### Task statement
The lines to return are those below that contain the word "white".
--- Entries provided Enclosed Below ---
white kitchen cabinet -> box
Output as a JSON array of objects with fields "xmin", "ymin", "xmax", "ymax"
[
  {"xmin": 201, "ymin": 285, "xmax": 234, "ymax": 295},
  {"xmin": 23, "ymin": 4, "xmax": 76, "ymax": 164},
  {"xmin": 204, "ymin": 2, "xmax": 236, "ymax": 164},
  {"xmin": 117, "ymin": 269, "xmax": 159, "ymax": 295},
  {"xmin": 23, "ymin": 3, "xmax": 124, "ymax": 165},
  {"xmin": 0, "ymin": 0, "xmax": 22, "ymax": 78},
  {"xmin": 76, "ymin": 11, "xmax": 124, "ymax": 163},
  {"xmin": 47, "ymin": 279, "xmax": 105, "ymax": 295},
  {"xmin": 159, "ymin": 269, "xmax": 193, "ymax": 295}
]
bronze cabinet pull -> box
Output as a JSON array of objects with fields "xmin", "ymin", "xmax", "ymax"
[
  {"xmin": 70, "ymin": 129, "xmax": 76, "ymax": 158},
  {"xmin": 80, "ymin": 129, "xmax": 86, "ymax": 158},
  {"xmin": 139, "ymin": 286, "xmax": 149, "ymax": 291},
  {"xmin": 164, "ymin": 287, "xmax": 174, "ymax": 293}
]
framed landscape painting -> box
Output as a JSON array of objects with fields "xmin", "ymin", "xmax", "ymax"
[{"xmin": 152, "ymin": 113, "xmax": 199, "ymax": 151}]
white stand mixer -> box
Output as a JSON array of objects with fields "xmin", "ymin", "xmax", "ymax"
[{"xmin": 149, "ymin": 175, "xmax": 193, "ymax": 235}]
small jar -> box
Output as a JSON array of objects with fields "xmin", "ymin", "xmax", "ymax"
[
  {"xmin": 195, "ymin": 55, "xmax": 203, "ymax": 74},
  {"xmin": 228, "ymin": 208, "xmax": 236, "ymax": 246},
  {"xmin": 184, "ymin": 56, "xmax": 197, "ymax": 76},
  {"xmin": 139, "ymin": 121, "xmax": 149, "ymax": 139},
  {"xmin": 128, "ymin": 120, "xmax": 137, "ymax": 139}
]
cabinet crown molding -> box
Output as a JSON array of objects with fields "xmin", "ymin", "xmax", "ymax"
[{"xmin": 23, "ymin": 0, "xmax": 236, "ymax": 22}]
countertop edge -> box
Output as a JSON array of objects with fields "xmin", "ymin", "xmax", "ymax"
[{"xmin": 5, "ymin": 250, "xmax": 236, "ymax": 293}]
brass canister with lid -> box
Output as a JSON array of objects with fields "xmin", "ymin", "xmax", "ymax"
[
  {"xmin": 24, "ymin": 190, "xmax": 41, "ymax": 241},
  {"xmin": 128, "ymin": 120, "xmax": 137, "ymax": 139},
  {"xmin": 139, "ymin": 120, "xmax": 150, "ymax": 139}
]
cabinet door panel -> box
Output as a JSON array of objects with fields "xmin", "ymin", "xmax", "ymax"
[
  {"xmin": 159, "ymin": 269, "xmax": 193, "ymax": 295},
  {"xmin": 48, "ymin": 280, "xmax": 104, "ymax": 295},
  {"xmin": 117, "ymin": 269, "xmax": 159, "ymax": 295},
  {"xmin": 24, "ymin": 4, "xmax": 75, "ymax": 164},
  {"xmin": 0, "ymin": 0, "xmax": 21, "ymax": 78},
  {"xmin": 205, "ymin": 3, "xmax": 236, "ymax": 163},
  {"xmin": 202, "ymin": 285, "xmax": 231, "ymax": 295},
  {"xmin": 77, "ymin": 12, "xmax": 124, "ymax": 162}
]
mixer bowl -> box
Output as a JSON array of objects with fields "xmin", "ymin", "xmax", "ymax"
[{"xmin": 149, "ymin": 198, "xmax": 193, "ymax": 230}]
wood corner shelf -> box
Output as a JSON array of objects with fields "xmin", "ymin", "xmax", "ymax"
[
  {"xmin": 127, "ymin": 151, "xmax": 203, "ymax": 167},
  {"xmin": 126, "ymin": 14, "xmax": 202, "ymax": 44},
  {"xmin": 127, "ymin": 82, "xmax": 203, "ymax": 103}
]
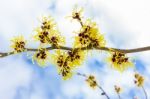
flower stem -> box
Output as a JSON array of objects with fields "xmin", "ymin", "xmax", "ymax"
[
  {"xmin": 142, "ymin": 86, "xmax": 148, "ymax": 99},
  {"xmin": 97, "ymin": 85, "xmax": 110, "ymax": 99},
  {"xmin": 77, "ymin": 72, "xmax": 110, "ymax": 99},
  {"xmin": 117, "ymin": 93, "xmax": 121, "ymax": 99}
]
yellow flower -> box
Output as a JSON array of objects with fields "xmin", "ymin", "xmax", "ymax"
[
  {"xmin": 134, "ymin": 73, "xmax": 144, "ymax": 87},
  {"xmin": 41, "ymin": 16, "xmax": 56, "ymax": 31},
  {"xmin": 107, "ymin": 52, "xmax": 133, "ymax": 72},
  {"xmin": 34, "ymin": 16, "xmax": 65, "ymax": 47},
  {"xmin": 86, "ymin": 75, "xmax": 97, "ymax": 89},
  {"xmin": 114, "ymin": 85, "xmax": 122, "ymax": 94},
  {"xmin": 72, "ymin": 6, "xmax": 83, "ymax": 20},
  {"xmin": 52, "ymin": 50, "xmax": 73, "ymax": 80},
  {"xmin": 67, "ymin": 49, "xmax": 86, "ymax": 67},
  {"xmin": 32, "ymin": 48, "xmax": 50, "ymax": 67},
  {"xmin": 60, "ymin": 65, "xmax": 72, "ymax": 80},
  {"xmin": 66, "ymin": 5, "xmax": 83, "ymax": 22},
  {"xmin": 70, "ymin": 6, "xmax": 84, "ymax": 26},
  {"xmin": 52, "ymin": 49, "xmax": 86, "ymax": 80},
  {"xmin": 74, "ymin": 19, "xmax": 106, "ymax": 48},
  {"xmin": 11, "ymin": 35, "xmax": 27, "ymax": 53}
]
--- End of Enclosed Entries provided ---
### Exercise solution
white kitchen cabinet -> box
white stand mixer -> box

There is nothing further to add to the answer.